Set exercise A: Gather every line of the records below that contains the string "evenodd", matching case exactly.

Text passage:
If you look at how people succeed in various fields, you'll see that this is a common approach. For example, [this analysis of world-class judo players found that most rely on a small handful of throws](https://judoinfo.com/weers1/), concluding[^J]

> Judo is a game of specialization. You have to use the skills that work best for you. You have to stick to what works and practice your skills until they become automatic responses.

[Joy Ebertz has analogous argument in for programmers](https://staffeng.com/stories/joy-ebertz):

> One piece of advice I got at some point was to amplify my strengths. All of us have strengths and weaknesses and we spend a lot of time talking about ‘areas of improvement.’ It can be easy to feel like the best way to advance is to eliminate all of those. However, it can require a lot of work and energy to barely move the needle if it’s truly an area we’re weak in. Obviously, you still want to make sure you don’t have any truly bad areas, but assuming you’ve gotten that, instead focus on amplifying your strengths. How can you turn something you’re good at into your superpower?

It's really difficult to measure programmer effectiveness in anything resembling an objective manner, but back when I played video games competitively, a very long time ago at this point (back before there was "real money" in competitive gaming), the thing that took me from being a pretty decent player (a regular player for a team that was in contention for the championships every season) to a very good player (in one season, I was reliably dominant enough that my team didn't lose a single game I played and I would almost always play in the most difficult matches, against other top teams) was abandoning practicing things I wasn't particularly good at and focusing on increasing the edge I had over everybody else at the few things I was the best at.

I think this is actually more effective at work than it is in sports or gaming since, unlike in competitive endeavors, you don't have an opponent who will try to expose your weaknesses and force you into positions where your strengths are irrelevant. If I study queuing theory instead of compiers, a rival co-worker isn't going to shoot down projects where queuing theory knowledge is helpful and leave me facing a field full of projects that require compiler knowledge.

Unlike Matt or Steve, I'm going to say that you should take a particular approach, but I'll say that learning a few things and not being particularly well rounded has worked for me in multiple disparate fields and it appears to work for a lot of other folks as well.

Picture annotation records
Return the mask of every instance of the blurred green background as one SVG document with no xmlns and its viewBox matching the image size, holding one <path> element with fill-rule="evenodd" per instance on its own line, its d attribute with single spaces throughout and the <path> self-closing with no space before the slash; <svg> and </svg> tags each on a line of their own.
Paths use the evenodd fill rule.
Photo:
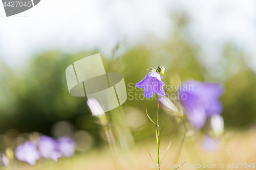
<svg viewBox="0 0 256 170">
<path fill-rule="evenodd" d="M 118 53 L 118 48 L 113 56 L 101 55 L 106 71 L 123 74 L 127 92 L 137 92 L 139 95 L 143 91 L 131 91 L 131 86 L 144 78 L 150 66 L 156 68 L 159 65 L 166 66 L 163 79 L 166 85 L 178 85 L 188 79 L 219 82 L 225 89 L 221 97 L 225 127 L 245 130 L 255 125 L 255 73 L 247 64 L 246 56 L 234 44 L 227 43 L 219 62 L 207 67 L 199 57 L 200 46 L 182 36 L 187 22 L 184 16 L 177 17 L 175 29 L 167 41 L 149 37 L 132 48 L 124 43 L 122 52 Z M 153 42 L 154 45 L 151 45 Z M 75 129 L 85 130 L 96 141 L 100 140 L 98 125 L 87 108 L 86 99 L 69 94 L 65 75 L 66 68 L 71 63 L 98 53 L 100 51 L 97 50 L 68 54 L 57 50 L 46 51 L 35 54 L 25 65 L 15 69 L 1 62 L 0 132 L 15 129 L 20 133 L 37 131 L 51 135 L 55 123 L 67 120 Z M 212 67 L 221 71 L 215 71 Z M 128 85 L 130 83 L 133 84 Z M 156 109 L 154 100 L 129 99 L 128 96 L 123 108 L 137 108 L 143 114 L 146 107 Z M 149 114 L 154 116 L 153 113 Z"/>
</svg>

Set exercise B: Carry on the passage above about focusing on a few strengths rather than being well rounded, starting right after its last sentence.

Expected output A:
Return the mask of every instance of the blurred green background as one SVG document with no xmlns and its viewBox matching the image size, holding one <path> element with fill-rule="evenodd" per instance on its own line, its d attribute with single spaces throughout and the <path> self-closing with no space before the slash; <svg> and </svg> tags each on a line of their own.
Paths use the evenodd fill rule.
<path fill-rule="evenodd" d="M 118 53 L 118 48 L 113 56 L 101 55 L 106 71 L 123 74 L 127 92 L 137 92 L 139 95 L 143 91 L 131 91 L 131 86 L 144 78 L 150 66 L 156 68 L 159 65 L 166 66 L 163 79 L 166 85 L 178 85 L 188 79 L 219 82 L 225 89 L 221 97 L 225 127 L 245 130 L 255 125 L 255 73 L 247 64 L 246 56 L 234 44 L 227 43 L 219 62 L 207 67 L 199 57 L 200 46 L 182 36 L 187 22 L 184 16 L 177 17 L 175 29 L 167 41 L 149 37 L 132 48 L 124 43 L 122 52 Z M 153 42 L 154 45 L 151 45 Z M 75 129 L 85 130 L 96 141 L 100 140 L 98 125 L 87 108 L 86 99 L 69 94 L 65 75 L 66 68 L 71 63 L 98 53 L 100 51 L 97 50 L 68 54 L 57 50 L 46 51 L 35 54 L 25 65 L 15 69 L 1 62 L 0 132 L 15 129 L 20 133 L 37 131 L 51 135 L 55 123 L 67 120 Z M 212 67 L 221 71 L 215 71 Z M 128 85 L 130 83 L 133 84 Z M 156 109 L 154 100 L 129 99 L 128 96 L 123 108 L 137 108 L 143 114 L 146 107 Z M 149 114 L 154 116 L 153 113 Z"/>

Expected output B:
If you want to take this approach, this still leaves the question of what skills to learn. This is one of the most common questions I get and I think my answer is probably not really what people are looking for and not very satisfying, but I'm going to give it anyway. By the way, In this post I'm going to discuss technical skills, but I don't see why this shouldn't generalize to non-technical skills.

One of the two main methods I've used to decide what to learn is to opportunistically learn whatever skills folks around me are really good at. For example, at one point, I happened to end up sitting next to a group of former Cray engineers. They'd previously built some of the highest performance and most sophisticated interconnect on the planet, so I asked them how I should learn the basics. One person recommended [Dally & Towles](https://amzn.to/303rkCS), so I read it and asked them follow-up questions to fill in th gaps. More recently, I've been sitting in a group with world-class expertise on, among other things, [tracing](https://danluu.com/tracing-analytics/) and [caches](https://twitter.com/danluu/status/1324416895013986305). It would be an incredible waste not to learn from these folks, so I'm picking up what I can.

Earlier in my career, when I worked at Centaur, relative to other hardware companies their size (and even compared to most much larger companies, although not IBM, which had world-class tooling for this), they were very good at randomized testing, so I learned how to do randomized testing. I never got particularly good by Centaur standards, but if I look at where software companies are today, I'd be surprised if any major software company is as good at this in a decade as Centaur was in 2005, so [I don't actually need to be very good at randomized testing to be "pretty good for a programmer"](/p95-skill/).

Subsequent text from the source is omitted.